MATERIAL FOR THIS EXERCISE:
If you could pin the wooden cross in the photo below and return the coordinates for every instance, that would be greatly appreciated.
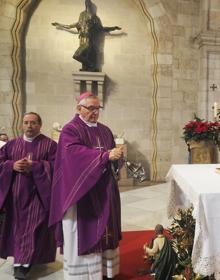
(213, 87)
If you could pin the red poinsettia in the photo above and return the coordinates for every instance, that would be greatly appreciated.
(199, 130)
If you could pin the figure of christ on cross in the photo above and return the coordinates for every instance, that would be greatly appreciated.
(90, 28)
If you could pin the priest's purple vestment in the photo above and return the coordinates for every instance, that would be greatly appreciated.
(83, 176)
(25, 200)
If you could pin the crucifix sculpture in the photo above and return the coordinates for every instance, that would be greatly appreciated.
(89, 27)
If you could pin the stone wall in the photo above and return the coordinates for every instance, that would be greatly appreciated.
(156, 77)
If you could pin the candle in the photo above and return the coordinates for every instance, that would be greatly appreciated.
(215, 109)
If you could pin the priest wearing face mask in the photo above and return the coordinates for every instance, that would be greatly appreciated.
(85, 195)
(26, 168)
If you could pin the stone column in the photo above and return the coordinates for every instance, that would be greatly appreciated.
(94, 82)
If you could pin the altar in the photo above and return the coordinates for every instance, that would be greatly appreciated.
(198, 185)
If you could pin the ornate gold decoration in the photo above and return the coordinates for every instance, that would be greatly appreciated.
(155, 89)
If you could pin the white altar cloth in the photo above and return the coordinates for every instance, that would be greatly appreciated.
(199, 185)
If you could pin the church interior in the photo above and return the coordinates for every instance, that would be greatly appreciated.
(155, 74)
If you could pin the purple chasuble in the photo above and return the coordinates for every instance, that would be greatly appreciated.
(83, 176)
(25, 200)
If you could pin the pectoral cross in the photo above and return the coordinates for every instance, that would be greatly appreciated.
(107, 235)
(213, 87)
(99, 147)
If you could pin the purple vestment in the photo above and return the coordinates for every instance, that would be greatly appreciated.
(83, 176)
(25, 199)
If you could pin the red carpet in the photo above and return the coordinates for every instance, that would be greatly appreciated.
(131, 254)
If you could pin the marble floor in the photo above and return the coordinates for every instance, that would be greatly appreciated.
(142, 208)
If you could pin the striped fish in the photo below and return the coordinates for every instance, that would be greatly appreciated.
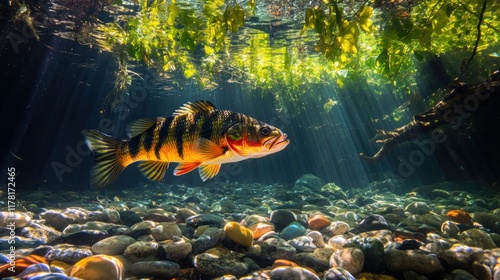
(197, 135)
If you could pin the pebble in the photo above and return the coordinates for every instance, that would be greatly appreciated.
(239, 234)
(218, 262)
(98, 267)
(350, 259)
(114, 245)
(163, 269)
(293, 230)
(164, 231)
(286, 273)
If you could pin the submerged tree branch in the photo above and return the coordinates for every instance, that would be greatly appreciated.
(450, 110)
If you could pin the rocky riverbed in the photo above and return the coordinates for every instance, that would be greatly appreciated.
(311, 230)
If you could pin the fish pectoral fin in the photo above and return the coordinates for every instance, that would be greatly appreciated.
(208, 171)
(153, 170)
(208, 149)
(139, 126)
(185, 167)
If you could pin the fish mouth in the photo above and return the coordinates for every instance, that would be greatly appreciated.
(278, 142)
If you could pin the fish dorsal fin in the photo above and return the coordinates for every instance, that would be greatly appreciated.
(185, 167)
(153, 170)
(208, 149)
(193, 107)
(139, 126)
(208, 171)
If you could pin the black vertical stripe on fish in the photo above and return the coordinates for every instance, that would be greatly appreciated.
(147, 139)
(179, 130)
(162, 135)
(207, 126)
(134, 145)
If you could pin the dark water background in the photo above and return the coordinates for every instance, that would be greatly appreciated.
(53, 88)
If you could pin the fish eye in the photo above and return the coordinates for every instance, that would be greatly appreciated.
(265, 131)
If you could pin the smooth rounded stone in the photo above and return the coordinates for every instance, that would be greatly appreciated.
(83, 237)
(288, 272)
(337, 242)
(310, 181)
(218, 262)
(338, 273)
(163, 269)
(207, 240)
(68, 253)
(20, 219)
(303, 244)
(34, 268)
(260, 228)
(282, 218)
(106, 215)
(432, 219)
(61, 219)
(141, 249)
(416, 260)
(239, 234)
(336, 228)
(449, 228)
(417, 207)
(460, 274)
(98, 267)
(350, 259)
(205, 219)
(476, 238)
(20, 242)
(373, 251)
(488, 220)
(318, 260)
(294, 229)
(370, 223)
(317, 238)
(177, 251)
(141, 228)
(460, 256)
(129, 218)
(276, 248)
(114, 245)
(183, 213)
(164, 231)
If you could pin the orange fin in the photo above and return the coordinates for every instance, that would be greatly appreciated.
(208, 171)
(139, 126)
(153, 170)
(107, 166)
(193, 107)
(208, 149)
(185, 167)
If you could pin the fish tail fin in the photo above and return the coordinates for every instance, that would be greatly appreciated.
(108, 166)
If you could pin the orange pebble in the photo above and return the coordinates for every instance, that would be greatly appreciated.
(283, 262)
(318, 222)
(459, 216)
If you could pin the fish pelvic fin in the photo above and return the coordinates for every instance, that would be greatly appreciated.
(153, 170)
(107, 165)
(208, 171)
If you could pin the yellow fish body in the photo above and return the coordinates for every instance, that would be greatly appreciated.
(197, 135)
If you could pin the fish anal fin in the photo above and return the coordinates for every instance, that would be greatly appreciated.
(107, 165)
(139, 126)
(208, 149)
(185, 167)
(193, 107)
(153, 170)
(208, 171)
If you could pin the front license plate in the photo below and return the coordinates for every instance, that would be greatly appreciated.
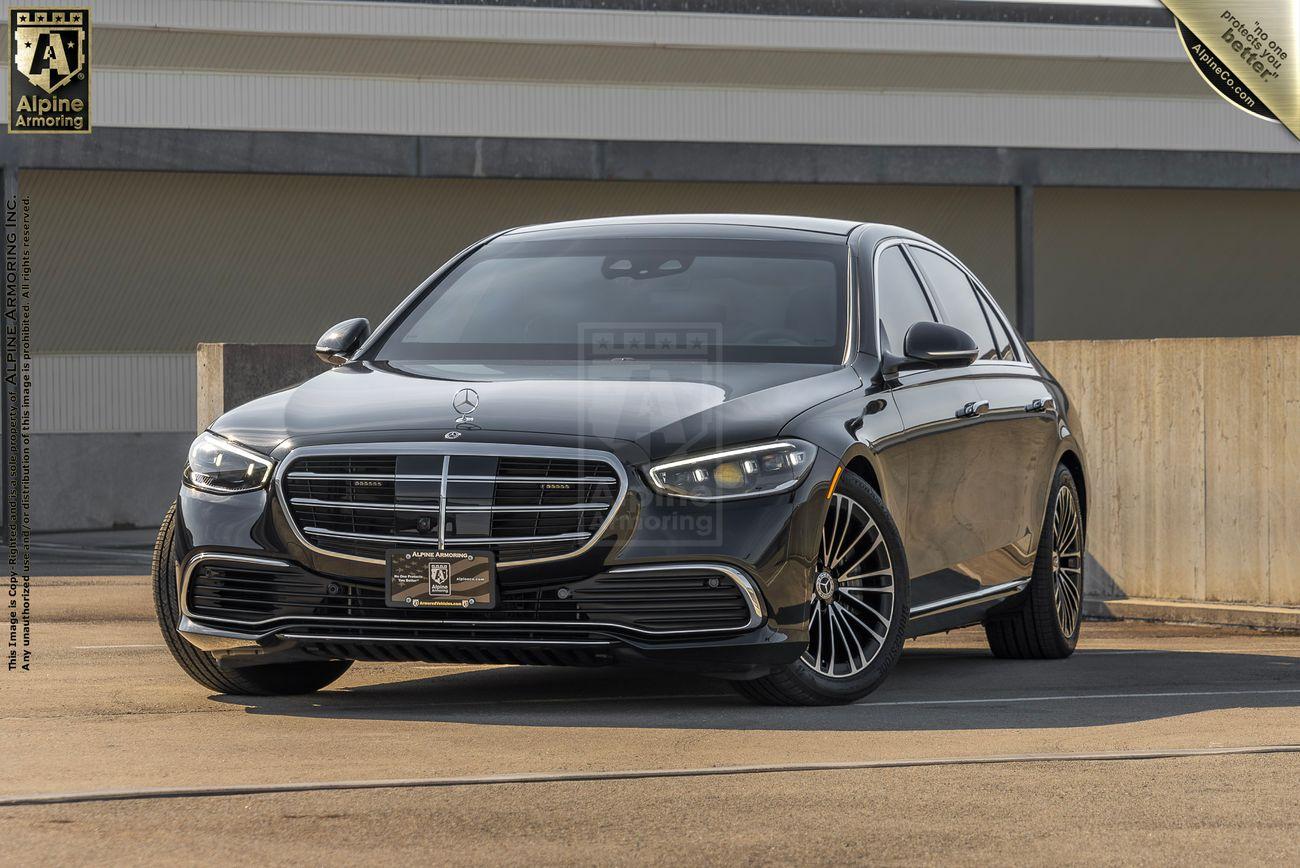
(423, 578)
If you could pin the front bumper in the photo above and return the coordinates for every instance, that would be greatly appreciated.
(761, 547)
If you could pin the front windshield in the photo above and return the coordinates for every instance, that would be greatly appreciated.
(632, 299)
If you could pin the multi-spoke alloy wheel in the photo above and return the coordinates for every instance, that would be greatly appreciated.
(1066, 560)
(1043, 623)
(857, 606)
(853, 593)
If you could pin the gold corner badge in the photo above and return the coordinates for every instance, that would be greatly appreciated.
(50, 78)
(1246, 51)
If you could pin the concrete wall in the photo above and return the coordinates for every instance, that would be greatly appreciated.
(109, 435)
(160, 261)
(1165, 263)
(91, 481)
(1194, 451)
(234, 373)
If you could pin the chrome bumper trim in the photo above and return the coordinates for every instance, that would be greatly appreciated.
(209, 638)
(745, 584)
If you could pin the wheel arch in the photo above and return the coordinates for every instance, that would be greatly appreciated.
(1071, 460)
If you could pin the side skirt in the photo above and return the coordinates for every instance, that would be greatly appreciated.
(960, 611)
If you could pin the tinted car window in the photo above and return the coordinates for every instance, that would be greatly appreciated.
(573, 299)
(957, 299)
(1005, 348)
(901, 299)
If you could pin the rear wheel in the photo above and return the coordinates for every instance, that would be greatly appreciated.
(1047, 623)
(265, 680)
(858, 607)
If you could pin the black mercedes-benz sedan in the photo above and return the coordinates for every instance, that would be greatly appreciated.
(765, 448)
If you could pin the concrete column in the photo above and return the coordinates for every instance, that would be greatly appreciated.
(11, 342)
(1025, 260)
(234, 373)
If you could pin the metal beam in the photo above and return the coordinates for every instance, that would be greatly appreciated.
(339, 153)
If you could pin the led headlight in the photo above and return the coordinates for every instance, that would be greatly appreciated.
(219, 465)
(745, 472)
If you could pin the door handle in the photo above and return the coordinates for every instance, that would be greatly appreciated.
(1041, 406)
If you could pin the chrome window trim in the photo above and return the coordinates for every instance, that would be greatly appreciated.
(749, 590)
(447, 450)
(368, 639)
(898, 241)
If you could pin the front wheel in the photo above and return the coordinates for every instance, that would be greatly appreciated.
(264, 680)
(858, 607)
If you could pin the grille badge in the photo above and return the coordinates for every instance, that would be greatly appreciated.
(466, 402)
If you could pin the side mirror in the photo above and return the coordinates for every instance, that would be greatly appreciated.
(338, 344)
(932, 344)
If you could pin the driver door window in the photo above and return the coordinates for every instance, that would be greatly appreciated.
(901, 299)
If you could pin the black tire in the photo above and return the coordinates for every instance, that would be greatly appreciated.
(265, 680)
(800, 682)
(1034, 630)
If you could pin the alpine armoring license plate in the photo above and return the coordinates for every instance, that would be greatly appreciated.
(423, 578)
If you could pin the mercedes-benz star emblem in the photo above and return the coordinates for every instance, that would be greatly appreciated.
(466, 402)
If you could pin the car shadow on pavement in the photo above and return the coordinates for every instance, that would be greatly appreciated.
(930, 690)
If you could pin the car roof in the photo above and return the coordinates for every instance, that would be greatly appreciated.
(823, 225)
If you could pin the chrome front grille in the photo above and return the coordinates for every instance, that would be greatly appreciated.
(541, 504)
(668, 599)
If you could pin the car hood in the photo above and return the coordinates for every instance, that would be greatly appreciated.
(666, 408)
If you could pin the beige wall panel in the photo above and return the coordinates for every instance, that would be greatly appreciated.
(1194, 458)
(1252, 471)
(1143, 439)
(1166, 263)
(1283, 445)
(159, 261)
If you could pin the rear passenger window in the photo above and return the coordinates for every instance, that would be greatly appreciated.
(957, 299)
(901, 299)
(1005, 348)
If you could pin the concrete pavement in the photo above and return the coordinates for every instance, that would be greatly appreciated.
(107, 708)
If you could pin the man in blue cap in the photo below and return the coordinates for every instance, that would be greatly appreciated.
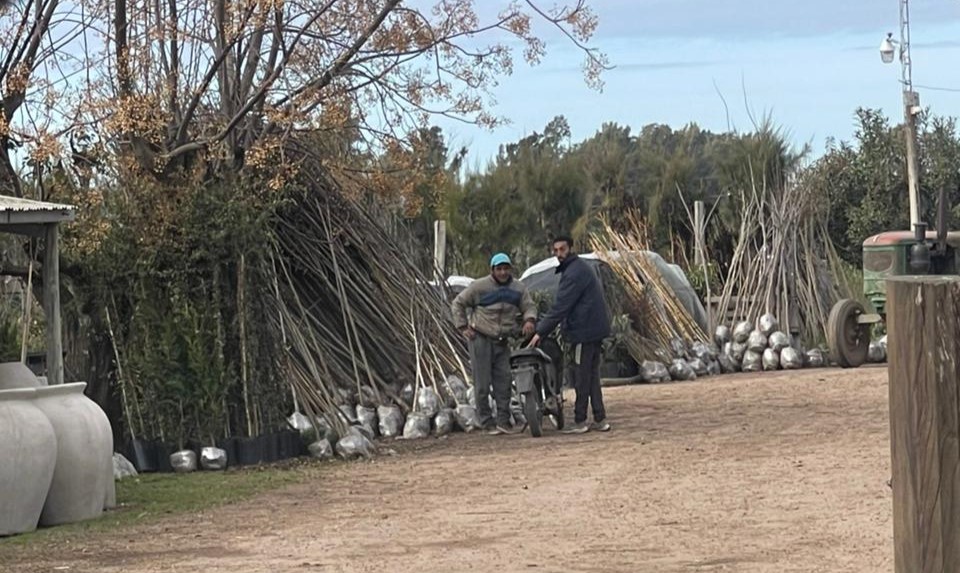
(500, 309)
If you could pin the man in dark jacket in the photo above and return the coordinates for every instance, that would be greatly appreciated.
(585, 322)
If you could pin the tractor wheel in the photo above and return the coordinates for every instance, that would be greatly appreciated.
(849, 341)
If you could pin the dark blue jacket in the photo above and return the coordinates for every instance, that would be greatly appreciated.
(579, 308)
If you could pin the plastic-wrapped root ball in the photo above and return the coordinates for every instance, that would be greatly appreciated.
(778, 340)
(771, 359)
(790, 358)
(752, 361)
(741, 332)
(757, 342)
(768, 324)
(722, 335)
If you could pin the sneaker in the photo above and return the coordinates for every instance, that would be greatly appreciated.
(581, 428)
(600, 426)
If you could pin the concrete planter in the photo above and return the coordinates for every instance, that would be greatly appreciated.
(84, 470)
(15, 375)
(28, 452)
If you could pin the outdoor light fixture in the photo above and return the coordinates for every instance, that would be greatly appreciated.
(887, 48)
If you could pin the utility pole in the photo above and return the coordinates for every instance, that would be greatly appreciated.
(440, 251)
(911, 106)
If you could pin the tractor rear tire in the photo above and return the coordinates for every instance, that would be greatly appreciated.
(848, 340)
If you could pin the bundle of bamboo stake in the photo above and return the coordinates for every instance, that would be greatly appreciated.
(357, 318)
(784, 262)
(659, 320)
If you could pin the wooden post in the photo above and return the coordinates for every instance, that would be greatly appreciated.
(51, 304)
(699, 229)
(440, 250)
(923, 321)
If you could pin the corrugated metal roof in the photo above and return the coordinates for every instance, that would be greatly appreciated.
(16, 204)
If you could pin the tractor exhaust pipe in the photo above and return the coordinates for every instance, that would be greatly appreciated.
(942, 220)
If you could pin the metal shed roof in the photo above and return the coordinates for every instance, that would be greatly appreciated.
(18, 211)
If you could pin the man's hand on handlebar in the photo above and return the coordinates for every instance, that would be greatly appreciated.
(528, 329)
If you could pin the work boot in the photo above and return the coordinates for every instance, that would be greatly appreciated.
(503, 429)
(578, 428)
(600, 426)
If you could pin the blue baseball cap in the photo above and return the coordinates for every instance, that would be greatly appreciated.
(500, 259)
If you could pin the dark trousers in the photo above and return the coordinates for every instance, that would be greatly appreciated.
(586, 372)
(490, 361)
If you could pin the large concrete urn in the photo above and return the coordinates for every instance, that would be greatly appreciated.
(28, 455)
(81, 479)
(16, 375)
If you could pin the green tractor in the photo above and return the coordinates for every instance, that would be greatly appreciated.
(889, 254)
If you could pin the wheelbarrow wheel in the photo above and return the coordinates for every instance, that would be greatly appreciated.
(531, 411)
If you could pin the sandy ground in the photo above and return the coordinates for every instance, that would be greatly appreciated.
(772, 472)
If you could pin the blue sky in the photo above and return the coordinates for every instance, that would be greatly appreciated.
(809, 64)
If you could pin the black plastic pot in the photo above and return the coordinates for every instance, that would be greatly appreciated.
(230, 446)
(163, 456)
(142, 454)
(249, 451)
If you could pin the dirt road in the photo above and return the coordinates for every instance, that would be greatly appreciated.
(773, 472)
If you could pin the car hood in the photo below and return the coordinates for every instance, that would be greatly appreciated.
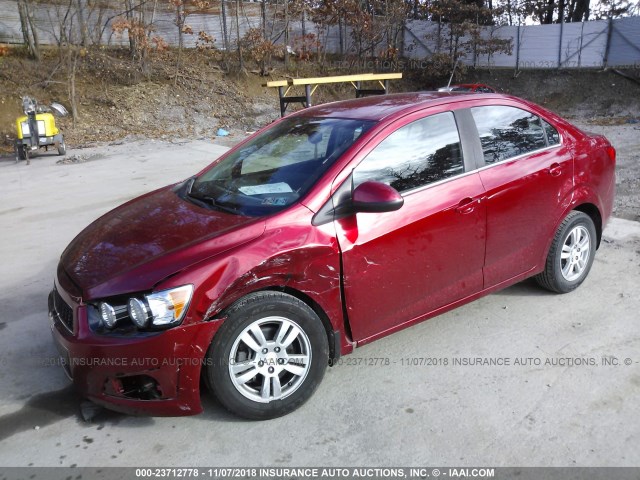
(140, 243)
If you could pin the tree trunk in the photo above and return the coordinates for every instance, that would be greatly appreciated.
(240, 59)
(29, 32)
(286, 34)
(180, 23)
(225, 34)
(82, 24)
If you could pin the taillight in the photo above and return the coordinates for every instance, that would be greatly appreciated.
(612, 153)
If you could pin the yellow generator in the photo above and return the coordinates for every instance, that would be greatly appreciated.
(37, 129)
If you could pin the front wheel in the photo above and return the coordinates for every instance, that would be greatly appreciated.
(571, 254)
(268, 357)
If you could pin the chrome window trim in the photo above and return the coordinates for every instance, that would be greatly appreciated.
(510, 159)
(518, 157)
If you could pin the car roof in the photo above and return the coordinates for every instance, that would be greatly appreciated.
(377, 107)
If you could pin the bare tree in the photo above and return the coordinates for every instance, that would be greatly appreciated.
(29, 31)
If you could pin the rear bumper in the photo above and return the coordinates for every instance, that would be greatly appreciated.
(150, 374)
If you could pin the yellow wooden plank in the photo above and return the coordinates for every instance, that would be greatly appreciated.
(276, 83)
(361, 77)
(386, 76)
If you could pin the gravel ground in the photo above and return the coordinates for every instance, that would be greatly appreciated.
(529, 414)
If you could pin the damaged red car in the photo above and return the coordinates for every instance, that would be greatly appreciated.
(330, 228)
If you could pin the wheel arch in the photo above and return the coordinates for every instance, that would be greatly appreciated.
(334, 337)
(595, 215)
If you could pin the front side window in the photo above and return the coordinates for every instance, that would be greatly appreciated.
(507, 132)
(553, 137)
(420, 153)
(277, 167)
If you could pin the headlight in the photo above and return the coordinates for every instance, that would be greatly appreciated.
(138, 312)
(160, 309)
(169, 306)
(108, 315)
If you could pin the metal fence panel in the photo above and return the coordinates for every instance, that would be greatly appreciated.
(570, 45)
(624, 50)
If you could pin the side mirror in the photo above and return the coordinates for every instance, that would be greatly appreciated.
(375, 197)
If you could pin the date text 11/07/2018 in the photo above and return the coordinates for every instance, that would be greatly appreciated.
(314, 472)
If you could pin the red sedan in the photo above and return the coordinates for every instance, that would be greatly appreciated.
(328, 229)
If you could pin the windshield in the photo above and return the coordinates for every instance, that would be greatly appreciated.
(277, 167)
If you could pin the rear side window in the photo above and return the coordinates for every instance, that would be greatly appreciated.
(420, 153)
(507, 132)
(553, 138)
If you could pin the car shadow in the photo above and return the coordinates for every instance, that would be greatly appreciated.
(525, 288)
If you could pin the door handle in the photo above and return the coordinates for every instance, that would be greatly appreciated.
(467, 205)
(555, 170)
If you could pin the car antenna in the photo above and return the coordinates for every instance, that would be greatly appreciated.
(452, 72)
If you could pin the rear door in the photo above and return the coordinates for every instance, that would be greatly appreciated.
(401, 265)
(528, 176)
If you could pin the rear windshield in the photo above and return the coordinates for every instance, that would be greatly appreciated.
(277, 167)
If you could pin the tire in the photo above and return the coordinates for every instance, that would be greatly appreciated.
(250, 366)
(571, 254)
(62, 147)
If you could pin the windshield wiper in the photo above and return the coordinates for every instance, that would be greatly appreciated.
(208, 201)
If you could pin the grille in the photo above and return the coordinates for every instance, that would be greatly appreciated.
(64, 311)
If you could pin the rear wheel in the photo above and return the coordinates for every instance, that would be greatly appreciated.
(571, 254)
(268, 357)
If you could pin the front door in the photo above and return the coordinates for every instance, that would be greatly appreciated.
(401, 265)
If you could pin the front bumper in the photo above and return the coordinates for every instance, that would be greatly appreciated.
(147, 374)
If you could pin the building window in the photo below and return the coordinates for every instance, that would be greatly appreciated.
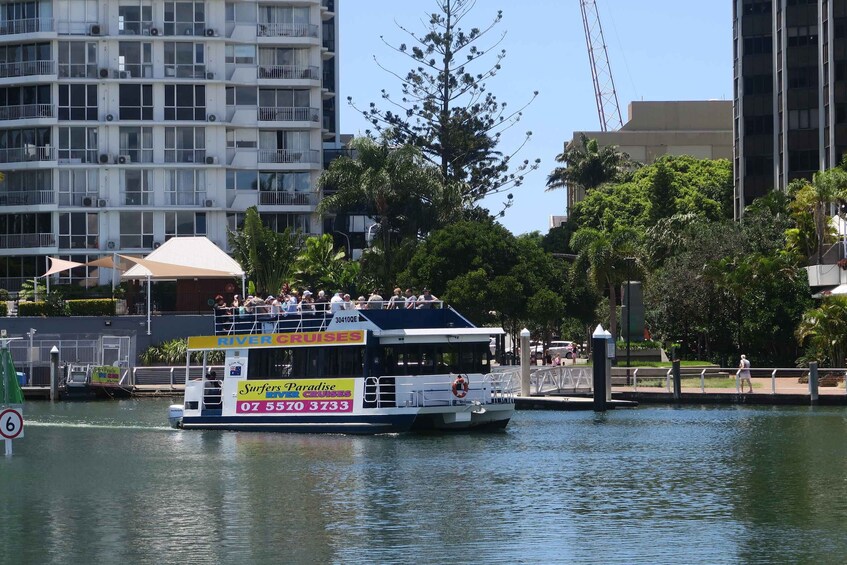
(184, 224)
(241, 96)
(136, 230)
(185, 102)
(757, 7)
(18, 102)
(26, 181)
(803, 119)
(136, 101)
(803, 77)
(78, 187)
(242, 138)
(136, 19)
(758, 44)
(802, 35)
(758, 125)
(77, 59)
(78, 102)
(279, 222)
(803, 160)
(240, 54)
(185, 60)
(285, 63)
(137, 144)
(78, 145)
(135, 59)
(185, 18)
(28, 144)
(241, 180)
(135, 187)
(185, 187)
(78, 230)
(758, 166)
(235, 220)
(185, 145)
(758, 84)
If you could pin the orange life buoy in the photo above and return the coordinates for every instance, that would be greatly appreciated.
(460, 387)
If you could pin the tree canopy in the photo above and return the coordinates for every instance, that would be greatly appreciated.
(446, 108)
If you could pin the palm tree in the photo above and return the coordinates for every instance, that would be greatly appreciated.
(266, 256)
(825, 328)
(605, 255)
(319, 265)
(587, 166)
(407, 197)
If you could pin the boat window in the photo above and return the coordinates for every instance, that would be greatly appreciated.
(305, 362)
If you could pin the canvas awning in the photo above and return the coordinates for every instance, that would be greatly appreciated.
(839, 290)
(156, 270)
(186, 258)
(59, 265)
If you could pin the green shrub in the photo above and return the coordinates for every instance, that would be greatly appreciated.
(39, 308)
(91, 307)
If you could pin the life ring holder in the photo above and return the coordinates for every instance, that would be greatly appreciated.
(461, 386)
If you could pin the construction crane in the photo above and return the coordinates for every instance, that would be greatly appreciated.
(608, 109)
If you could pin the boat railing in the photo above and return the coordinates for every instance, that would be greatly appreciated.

ASSIGNMENT:
Only the lines from the one containing "If you could pin the construction" through the final line of the records above should be printed, exactly as they stand.

RESPONSE BOX:
If you could pin the construction crane in the photo above and return the coordinates for every instance, that would be greatly appreciated.
(608, 109)
If you could pin the boat railing in the photo above and return the coordinates for every instance, that would be greatly appreciated.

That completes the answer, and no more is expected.